-- start GIVEN RECORDS --
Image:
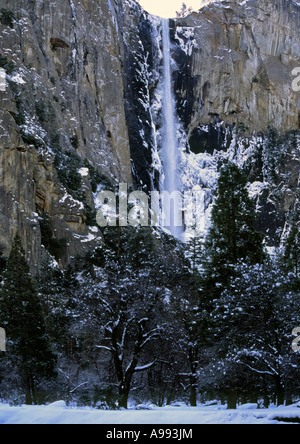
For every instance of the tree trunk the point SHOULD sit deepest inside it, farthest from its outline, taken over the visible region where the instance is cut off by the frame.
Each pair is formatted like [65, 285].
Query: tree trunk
[279, 391]
[123, 397]
[232, 400]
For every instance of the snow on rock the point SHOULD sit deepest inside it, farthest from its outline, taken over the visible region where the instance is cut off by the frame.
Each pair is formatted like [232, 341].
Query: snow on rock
[58, 413]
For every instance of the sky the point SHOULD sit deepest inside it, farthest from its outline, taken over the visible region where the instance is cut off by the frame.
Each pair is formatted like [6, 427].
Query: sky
[168, 8]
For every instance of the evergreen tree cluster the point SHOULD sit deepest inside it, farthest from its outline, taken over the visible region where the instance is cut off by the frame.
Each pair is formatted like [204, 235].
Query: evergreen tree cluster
[147, 318]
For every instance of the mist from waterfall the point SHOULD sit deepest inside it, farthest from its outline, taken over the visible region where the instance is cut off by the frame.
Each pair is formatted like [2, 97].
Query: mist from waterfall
[171, 182]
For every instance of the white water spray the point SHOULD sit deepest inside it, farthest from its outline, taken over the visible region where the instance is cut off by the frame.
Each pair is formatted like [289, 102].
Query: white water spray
[170, 149]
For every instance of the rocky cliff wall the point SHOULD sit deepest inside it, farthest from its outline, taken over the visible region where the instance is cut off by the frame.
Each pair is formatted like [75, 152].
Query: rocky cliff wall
[82, 106]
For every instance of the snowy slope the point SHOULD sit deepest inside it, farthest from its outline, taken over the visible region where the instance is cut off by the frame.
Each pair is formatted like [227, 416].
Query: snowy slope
[57, 413]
-- end GIVEN RECORDS --
• **SET PROBLEM**: Rescale the records from the line containing "For every instance of the snowy" through the end of the records, reproducing every line in that span. Multiply each point coordinate in the answers by 0.3 and round it to a whole number, with halves rounded up.

• **ANSWER FOR THE TASK**:
For every instance of the snowy slope the point SHOULD sit deepest inside it, farthest from its outline, taken over the visible region where the instance is cut off by the frame.
Each pair is formatted like [227, 416].
Query: snowy slope
[17, 124]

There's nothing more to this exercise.